Pull out every line of the rows below that contains the word "building", and copy each one in full.

— begin LISTED ENTRIES —

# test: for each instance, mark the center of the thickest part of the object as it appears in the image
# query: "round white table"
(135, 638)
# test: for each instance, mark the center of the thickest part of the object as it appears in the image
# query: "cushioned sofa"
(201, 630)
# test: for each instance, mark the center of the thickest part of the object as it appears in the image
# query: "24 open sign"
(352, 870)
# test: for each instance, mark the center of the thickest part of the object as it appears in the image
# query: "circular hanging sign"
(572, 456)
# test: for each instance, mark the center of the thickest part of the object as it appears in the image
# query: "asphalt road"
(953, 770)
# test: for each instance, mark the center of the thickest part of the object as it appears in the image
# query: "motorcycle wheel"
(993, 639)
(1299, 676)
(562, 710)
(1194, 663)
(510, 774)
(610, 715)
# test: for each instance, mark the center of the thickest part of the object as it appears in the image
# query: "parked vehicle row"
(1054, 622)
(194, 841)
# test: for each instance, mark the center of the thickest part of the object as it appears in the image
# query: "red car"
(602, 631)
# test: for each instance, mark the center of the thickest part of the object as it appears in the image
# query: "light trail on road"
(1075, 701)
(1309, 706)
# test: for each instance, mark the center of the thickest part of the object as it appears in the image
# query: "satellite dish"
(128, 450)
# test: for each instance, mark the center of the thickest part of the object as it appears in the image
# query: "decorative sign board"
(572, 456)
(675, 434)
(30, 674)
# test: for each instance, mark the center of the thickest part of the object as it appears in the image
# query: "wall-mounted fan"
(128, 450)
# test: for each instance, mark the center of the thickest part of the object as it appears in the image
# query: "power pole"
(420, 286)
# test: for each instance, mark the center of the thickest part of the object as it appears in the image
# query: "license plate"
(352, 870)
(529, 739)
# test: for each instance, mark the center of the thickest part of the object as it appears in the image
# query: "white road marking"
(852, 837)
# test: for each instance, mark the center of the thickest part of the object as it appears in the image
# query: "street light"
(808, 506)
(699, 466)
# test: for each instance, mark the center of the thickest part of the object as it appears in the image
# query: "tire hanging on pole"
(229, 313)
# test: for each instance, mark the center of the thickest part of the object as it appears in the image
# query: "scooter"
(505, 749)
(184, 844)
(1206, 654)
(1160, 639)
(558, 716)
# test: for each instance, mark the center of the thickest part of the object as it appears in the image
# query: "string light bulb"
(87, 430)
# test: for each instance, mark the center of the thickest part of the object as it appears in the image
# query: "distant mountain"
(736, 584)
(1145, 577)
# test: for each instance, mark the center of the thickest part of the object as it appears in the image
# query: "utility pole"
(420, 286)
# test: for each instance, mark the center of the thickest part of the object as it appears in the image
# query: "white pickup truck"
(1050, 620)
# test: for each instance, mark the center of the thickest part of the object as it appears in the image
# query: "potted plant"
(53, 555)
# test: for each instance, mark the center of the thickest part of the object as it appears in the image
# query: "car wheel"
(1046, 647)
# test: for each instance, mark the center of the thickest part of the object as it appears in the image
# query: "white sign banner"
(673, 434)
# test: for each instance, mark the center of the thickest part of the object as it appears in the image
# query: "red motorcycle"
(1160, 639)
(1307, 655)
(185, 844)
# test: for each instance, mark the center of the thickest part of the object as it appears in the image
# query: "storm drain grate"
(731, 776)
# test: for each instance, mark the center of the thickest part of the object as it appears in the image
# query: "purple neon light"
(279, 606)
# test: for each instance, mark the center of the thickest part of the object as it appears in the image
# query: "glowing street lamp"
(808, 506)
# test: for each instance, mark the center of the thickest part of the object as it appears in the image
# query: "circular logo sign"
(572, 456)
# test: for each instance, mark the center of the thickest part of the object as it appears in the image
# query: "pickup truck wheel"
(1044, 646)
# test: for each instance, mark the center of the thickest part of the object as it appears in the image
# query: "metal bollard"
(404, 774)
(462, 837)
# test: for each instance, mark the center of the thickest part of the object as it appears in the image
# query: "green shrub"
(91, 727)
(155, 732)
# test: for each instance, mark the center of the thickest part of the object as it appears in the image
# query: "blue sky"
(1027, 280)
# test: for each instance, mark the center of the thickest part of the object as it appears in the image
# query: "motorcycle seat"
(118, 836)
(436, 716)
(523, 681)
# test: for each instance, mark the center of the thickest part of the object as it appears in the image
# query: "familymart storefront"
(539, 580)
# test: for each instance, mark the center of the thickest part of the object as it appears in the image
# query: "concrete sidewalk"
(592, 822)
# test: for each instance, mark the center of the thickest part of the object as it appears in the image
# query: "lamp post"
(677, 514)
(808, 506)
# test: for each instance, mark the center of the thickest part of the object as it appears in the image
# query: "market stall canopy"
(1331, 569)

— end LISTED ENTRIES —
— begin LISTED ENTRIES —

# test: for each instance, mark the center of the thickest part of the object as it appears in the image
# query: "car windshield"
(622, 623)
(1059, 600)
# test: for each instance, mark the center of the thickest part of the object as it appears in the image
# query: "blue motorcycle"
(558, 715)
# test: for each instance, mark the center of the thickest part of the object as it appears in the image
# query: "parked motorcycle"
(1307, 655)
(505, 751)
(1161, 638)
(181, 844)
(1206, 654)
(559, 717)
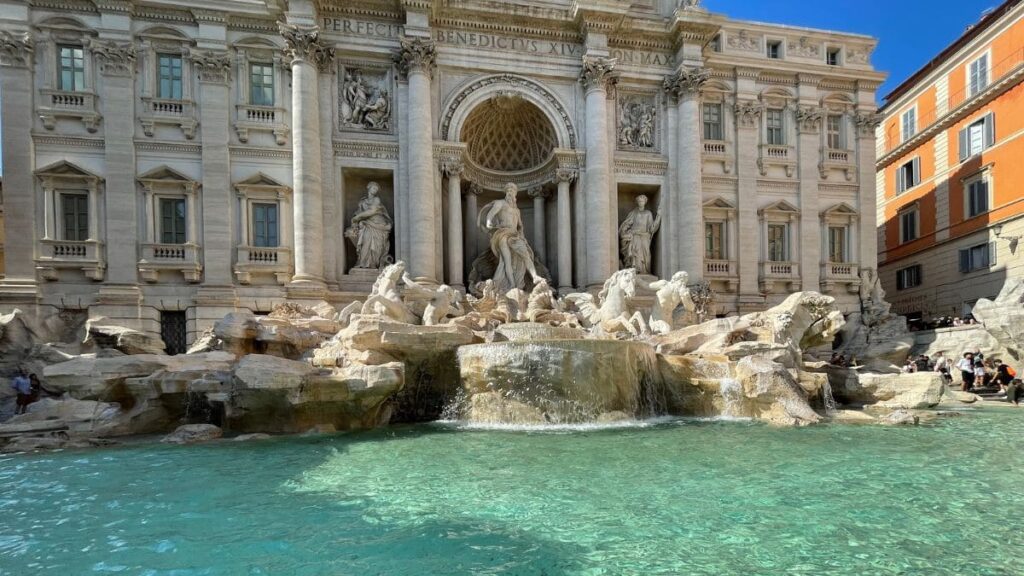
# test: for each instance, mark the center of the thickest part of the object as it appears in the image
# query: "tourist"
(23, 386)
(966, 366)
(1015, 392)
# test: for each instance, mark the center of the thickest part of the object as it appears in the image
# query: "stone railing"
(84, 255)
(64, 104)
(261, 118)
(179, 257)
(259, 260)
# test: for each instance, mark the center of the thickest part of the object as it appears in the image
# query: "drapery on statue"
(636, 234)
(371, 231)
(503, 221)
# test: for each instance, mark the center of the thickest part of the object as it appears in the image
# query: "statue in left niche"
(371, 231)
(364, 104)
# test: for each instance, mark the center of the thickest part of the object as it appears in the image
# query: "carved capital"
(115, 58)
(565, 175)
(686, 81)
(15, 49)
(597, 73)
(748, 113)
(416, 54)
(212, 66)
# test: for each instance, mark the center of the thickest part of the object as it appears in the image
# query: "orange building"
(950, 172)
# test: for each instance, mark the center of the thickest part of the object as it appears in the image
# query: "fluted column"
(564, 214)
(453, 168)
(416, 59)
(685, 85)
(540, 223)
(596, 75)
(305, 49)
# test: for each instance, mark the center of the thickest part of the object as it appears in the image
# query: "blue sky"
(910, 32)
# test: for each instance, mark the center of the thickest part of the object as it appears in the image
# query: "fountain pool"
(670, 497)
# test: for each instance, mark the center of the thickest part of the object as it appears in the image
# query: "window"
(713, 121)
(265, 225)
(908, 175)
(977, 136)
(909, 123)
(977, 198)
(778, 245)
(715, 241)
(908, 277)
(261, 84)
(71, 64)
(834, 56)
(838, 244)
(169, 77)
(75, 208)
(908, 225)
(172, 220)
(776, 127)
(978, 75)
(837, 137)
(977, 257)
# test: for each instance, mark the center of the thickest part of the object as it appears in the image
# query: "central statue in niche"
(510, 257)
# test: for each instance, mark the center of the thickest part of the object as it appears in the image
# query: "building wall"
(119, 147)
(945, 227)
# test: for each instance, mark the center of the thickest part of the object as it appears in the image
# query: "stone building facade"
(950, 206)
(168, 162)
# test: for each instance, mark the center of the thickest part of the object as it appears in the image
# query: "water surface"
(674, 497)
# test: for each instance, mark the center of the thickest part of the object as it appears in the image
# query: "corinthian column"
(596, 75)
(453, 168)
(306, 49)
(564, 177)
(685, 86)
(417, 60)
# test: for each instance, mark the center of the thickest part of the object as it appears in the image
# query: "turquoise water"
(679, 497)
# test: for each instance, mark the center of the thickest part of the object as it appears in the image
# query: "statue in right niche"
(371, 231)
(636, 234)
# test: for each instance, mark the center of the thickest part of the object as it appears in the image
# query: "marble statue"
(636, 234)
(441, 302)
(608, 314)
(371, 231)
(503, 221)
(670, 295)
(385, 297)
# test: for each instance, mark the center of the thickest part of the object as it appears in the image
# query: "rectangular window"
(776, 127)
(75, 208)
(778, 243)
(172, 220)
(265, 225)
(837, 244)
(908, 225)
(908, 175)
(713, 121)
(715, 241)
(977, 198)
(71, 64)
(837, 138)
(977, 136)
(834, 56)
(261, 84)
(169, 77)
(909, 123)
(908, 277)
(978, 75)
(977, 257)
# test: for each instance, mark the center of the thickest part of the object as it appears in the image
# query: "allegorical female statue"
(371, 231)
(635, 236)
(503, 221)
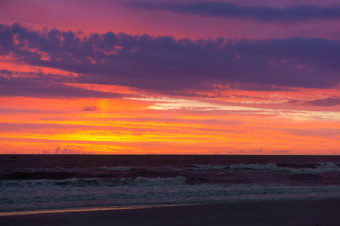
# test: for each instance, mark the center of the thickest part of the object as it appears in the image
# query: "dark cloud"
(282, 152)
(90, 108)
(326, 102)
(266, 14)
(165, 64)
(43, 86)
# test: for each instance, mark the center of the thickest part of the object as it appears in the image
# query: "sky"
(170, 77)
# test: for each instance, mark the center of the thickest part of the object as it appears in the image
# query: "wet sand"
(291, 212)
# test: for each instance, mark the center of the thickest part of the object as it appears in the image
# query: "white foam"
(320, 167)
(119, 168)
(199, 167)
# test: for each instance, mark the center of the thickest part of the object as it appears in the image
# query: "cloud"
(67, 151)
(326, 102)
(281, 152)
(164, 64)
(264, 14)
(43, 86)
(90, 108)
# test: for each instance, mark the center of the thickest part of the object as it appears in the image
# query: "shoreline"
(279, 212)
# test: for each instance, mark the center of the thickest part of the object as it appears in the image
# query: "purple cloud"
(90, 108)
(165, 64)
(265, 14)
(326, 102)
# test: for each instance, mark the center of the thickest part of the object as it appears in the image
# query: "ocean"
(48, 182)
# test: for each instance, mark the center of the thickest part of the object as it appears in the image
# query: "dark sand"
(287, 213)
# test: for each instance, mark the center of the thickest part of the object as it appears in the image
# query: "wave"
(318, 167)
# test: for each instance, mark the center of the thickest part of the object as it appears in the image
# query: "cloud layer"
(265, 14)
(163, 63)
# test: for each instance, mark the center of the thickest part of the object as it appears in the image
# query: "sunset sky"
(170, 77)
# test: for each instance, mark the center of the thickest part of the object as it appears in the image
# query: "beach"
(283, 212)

— end LISTED ENTRIES —

THE OUTPUT
# query: "orange building"
# query: "building wall"
# query: "stone building facade"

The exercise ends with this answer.